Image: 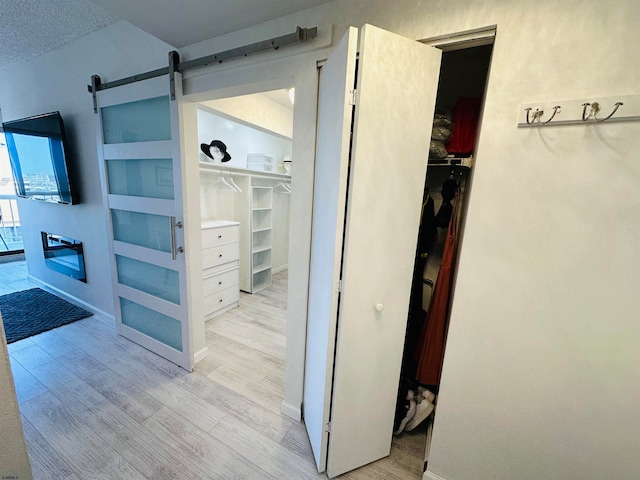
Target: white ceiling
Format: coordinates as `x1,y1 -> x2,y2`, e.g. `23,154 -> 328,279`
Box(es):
0,0 -> 332,68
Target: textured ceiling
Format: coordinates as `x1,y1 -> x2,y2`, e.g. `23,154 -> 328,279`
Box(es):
93,0 -> 331,48
0,0 -> 331,68
0,0 -> 118,68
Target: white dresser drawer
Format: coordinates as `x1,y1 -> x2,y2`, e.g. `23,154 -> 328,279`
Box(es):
202,243 -> 240,270
202,267 -> 240,297
204,286 -> 240,318
202,225 -> 239,249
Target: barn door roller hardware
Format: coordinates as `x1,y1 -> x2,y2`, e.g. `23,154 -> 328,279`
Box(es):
87,27 -> 318,113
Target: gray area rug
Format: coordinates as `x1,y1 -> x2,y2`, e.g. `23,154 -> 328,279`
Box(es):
0,288 -> 93,343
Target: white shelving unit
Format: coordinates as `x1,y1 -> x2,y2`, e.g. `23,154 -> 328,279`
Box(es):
251,185 -> 273,293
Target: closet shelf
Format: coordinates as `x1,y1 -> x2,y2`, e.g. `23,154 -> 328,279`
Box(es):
253,265 -> 271,273
427,155 -> 473,168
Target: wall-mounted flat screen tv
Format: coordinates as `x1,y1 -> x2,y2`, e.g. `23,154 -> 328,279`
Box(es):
2,112 -> 78,204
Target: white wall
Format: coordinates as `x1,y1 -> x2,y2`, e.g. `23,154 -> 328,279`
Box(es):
0,22 -> 173,315
198,107 -> 291,173
0,0 -> 640,480
0,317 -> 31,479
180,0 -> 640,480
203,92 -> 293,138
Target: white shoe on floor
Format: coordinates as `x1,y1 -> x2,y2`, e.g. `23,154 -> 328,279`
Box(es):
393,390 -> 417,435
404,398 -> 435,432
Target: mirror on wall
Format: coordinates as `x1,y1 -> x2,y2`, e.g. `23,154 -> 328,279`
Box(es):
40,232 -> 87,283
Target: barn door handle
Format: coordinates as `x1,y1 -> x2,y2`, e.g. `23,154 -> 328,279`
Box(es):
170,217 -> 184,260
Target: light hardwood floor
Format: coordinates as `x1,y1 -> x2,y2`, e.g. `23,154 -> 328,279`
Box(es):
0,262 -> 425,480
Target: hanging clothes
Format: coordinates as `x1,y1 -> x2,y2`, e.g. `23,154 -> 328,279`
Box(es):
447,97 -> 481,155
415,192 -> 460,385
402,193 -> 438,378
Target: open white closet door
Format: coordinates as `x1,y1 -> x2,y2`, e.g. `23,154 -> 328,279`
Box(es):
304,25 -> 441,477
96,73 -> 194,371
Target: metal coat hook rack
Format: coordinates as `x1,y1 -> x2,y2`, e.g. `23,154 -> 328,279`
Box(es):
525,105 -> 560,125
582,102 -> 624,122
518,95 -> 640,127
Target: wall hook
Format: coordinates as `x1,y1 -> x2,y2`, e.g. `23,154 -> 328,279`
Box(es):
525,105 -> 560,125
582,102 -> 624,122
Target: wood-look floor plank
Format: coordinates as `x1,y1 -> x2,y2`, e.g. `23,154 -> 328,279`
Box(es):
260,370 -> 284,399
207,366 -> 282,415
58,350 -> 162,422
22,416 -> 74,480
125,346 -> 293,442
144,408 -> 282,480
83,401 -> 208,480
210,415 -> 326,480
195,338 -> 271,382
12,345 -> 104,410
7,338 -> 33,355
20,392 -> 145,480
107,356 -> 225,431
0,265 -> 424,480
206,331 -> 284,372
30,328 -> 78,358
10,357 -> 47,403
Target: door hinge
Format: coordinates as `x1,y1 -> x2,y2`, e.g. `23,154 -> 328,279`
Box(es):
349,88 -> 358,105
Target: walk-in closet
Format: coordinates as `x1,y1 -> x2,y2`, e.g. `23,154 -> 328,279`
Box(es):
393,40 -> 493,470
196,89 -> 293,413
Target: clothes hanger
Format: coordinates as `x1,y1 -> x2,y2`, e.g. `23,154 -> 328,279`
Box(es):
229,176 -> 242,193
276,182 -> 291,195
211,174 -> 237,192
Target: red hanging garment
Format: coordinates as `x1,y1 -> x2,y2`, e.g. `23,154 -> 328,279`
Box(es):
446,97 -> 480,155
416,193 -> 460,385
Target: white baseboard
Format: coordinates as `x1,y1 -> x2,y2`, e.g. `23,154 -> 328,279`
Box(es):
422,470 -> 446,480
193,347 -> 209,363
29,275 -> 116,324
280,402 -> 302,422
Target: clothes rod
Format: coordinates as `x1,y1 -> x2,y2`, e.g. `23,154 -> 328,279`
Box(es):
87,27 -> 318,95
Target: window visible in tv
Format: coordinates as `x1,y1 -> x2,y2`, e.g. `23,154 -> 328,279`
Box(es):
2,112 -> 78,204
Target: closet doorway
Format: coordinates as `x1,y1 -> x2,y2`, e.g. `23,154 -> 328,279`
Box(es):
393,37 -> 493,471
191,88 -> 294,413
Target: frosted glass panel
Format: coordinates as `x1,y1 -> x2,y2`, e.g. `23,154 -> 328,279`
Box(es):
101,96 -> 171,144
120,297 -> 182,352
111,209 -> 171,252
116,255 -> 180,305
107,158 -> 174,200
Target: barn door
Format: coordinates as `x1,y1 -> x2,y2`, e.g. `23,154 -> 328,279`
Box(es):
96,73 -> 194,371
304,25 -> 441,477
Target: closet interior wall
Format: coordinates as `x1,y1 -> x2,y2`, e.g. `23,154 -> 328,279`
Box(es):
397,41 -> 493,469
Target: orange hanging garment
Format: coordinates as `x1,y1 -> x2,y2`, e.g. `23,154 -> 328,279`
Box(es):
416,193 -> 460,385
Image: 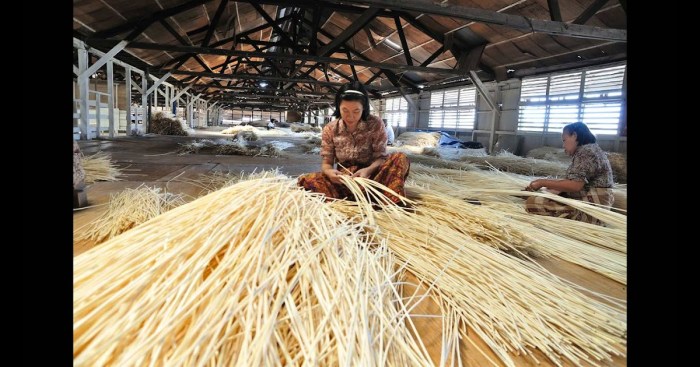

[Consigne] Réécrivez toutes les lignes ci-dessus sous forme de tableau Markdown à deux colonnes, « N° » pour le numéro de la ligne et « Ligne » pour son texte, en omettant les lignes vides. N'incluez pas les images dans votre réponse.

[Réponse]
| N° | Ligne |
|---|---|
| 1 | Image:  |
| 2 | Target: white ceiling |
| 3 | Format: coordinates as `x1,y1 -> x2,y2`, e.g. `23,154 -> 328,279` |
| 4 | Box(es): |
| 5 | 0,0 -> 332,68 |
| 6 | Target: textured ceiling |
| 7 | Format: coordinates as `x1,y1 -> x2,y2`, e.g. `23,154 -> 328,279` |
| 8 | Box(es): |
| 9 | 93,0 -> 331,48 |
| 10 | 0,0 -> 331,68 |
| 11 | 0,0 -> 118,68 |
| 12 | Target: white dresser drawer |
| 13 | Format: coordinates as `x1,y1 -> x2,y2`, e.g. `23,154 -> 328,279` |
| 14 | Box(es): |
| 15 | 202,243 -> 240,270 |
| 16 | 202,267 -> 240,297 |
| 17 | 204,286 -> 240,318 |
| 18 | 202,225 -> 239,249 |
| 19 | Target: barn door roller hardware |
| 20 | Format: coordinates as `x1,y1 -> x2,y2`, e.g. `23,154 -> 328,279` |
| 21 | Box(es): |
| 22 | 87,27 -> 318,113 |
| 23 | Target: gray area rug |
| 24 | Format: coordinates as `x1,y1 -> x2,y2`, e.g. `23,154 -> 328,279` |
| 25 | Box(es): |
| 26 | 0,288 -> 93,343 |
| 27 | Target: white shelving unit |
| 28 | Format: coordinates as `x1,y1 -> x2,y2`, e.g. `23,154 -> 328,279` |
| 29 | Box(es): |
| 30 | 251,185 -> 273,293 |
| 31 | Target: closet shelf |
| 32 | Format: coordinates as `x1,y1 -> x2,y2`, e.g. `23,154 -> 328,279` |
| 33 | Box(es): |
| 34 | 253,265 -> 271,273 |
| 35 | 427,155 -> 473,168 |
| 36 | Target: wall-mounted flat screen tv |
| 37 | Format: coordinates as `x1,y1 -> x2,y2`, e.g. `23,154 -> 328,279` |
| 38 | Box(es): |
| 39 | 2,112 -> 78,204 |
| 40 | Target: white wall |
| 41 | Format: coordinates as `x1,y1 -> x2,y2`, e.g. `23,154 -> 328,279` |
| 42 | Box(es): |
| 43 | 0,22 -> 173,315 |
| 44 | 198,107 -> 291,173 |
| 45 | 0,0 -> 640,480 |
| 46 | 0,317 -> 31,479 |
| 47 | 180,0 -> 640,480 |
| 48 | 203,92 -> 293,138 |
| 49 | Target: white shoe on floor |
| 50 | Format: coordinates as `x1,y1 -> x2,y2`, e.g. `23,154 -> 328,279` |
| 51 | Box(es): |
| 52 | 393,390 -> 417,435 |
| 53 | 404,398 -> 435,432 |
| 54 | Target: mirror on wall |
| 55 | Format: coordinates as `x1,y1 -> x2,y2`, e.g. `23,154 -> 328,279` |
| 56 | Box(es): |
| 57 | 40,232 -> 87,283 |
| 58 | Target: barn door handle |
| 59 | Format: coordinates as `x1,y1 -> x2,y2`, e.g. `23,154 -> 328,279` |
| 60 | Box(es): |
| 61 | 170,217 -> 184,260 |
| 62 | Target: light hardwood floor |
| 63 | Format: coordinates as `x1,y1 -> x2,y2`, e.g. `23,154 -> 328,279` |
| 64 | Box(es): |
| 65 | 0,262 -> 425,480 |
| 66 | Target: hanging clothes |
| 67 | Format: coordinates as `x1,y1 -> x2,y2`, e.g. `23,154 -> 328,279` |
| 68 | Box(es): |
| 69 | 447,97 -> 481,155 |
| 70 | 415,192 -> 460,385 |
| 71 | 402,193 -> 438,378 |
| 72 | Target: open white closet door |
| 73 | Format: coordinates as `x1,y1 -> x2,y2`, e.g. `23,154 -> 328,279` |
| 74 | Box(es): |
| 75 | 304,25 -> 441,477 |
| 76 | 96,73 -> 194,371 |
| 77 | Target: metal coat hook rack |
| 78 | Format: coordinates as `x1,y1 -> x2,y2`, e.g. `23,154 -> 328,279` |
| 79 | Box(es): |
| 80 | 525,105 -> 560,125 |
| 81 | 582,102 -> 624,122 |
| 82 | 518,95 -> 640,127 |
| 83 | Target: wall hook |
| 84 | Format: coordinates as `x1,y1 -> x2,y2`, e.g. `23,154 -> 328,279` |
| 85 | Box(es): |
| 86 | 525,105 -> 560,125 |
| 87 | 582,102 -> 624,122 |
| 88 | Target: wood-look floor plank |
| 89 | Format: coordinates as `x1,y1 -> x2,y2`, e.g. `23,154 -> 328,279` |
| 90 | Box(es): |
| 91 | 260,370 -> 284,399 |
| 92 | 207,366 -> 282,415 |
| 93 | 58,350 -> 162,422 |
| 94 | 22,416 -> 74,480 |
| 95 | 125,346 -> 293,442 |
| 96 | 144,408 -> 282,480 |
| 97 | 83,401 -> 208,480 |
| 98 | 210,415 -> 326,480 |
| 99 | 195,338 -> 271,382 |
| 100 | 12,345 -> 104,410 |
| 101 | 7,338 -> 33,355 |
| 102 | 20,392 -> 145,480 |
| 103 | 107,356 -> 225,431 |
| 104 | 0,265 -> 424,480 |
| 105 | 206,331 -> 284,372 |
| 106 | 30,328 -> 78,358 |
| 107 | 10,357 -> 47,403 |
| 108 | Target: door hinge |
| 109 | Format: coordinates as `x1,y1 -> x2,y2`, e.g. `23,154 -> 328,279` |
| 110 | Box(es): |
| 111 | 349,88 -> 358,105 |
| 112 | Target: walk-in closet |
| 113 | Format: coordinates as `x1,y1 -> x2,y2`, e.g. `23,154 -> 328,279` |
| 114 | Box(es): |
| 115 | 393,40 -> 493,470 |
| 116 | 196,89 -> 293,413 |
| 117 | Target: clothes hanger |
| 118 | Format: coordinates as `x1,y1 -> x2,y2`, e.g. `23,154 -> 328,279` |
| 119 | Box(es): |
| 120 | 229,176 -> 242,193 |
| 121 | 276,182 -> 291,195 |
| 122 | 211,174 -> 237,192 |
| 123 | Target: red hanging garment |
| 124 | Format: coordinates as `x1,y1 -> x2,y2`, e.g. `23,154 -> 328,279` |
| 125 | Box(es): |
| 126 | 446,97 -> 480,155 |
| 127 | 416,193 -> 460,385 |
| 128 | Target: white baseboard |
| 129 | Format: coordinates as `x1,y1 -> x2,y2`, e.g. `23,154 -> 328,279` |
| 130 | Box(es): |
| 131 | 422,470 -> 446,480 |
| 132 | 193,347 -> 209,363 |
| 133 | 29,275 -> 116,324 |
| 134 | 280,402 -> 302,422 |
| 135 | Target: clothes rod |
| 136 | Format: coordinates as `x1,y1 -> x2,y2`, e.g. `23,154 -> 328,279` |
| 137 | Box(es): |
| 138 | 87,27 -> 318,95 |
| 139 | Target: window visible in tv |
| 140 | Format: coordinates as `x1,y1 -> x2,y2`, e.g. `23,154 -> 328,279` |
| 141 | Box(es): |
| 142 | 2,112 -> 78,204 |
| 143 | Target: closet doorway |
| 144 | Format: coordinates as `x1,y1 -> x2,y2`, e.g. `23,154 -> 328,279` |
| 145 | Box(es): |
| 146 | 393,37 -> 493,471 |
| 147 | 191,88 -> 294,413 |
| 148 | Target: frosted glass panel |
| 149 | Format: coordinates as `x1,y1 -> x2,y2`, e.g. `23,154 -> 328,279` |
| 150 | Box(es): |
| 151 | 101,96 -> 171,144 |
| 152 | 120,297 -> 182,352 |
| 153 | 111,209 -> 171,252 |
| 154 | 116,255 -> 180,305 |
| 155 | 107,158 -> 174,200 |
| 156 | Target: barn door |
| 157 | Format: coordinates as `x1,y1 -> x2,y2`, e.g. `23,154 -> 328,279` |
| 158 | Box(es): |
| 159 | 96,73 -> 194,371 |
| 160 | 304,25 -> 441,477 |
| 161 | Target: closet interior wall |
| 162 | Format: coordinates as `x1,y1 -> x2,y2`, e.g. `23,154 -> 328,279` |
| 163 | Box(es): |
| 164 | 397,41 -> 493,469 |
| 165 | Target: orange hanging garment |
| 166 | Format: coordinates as `x1,y1 -> x2,y2`, e.g. `23,154 -> 328,279` |
| 167 | Box(es): |
| 168 | 416,193 -> 460,385 |
| 169 | Image:  |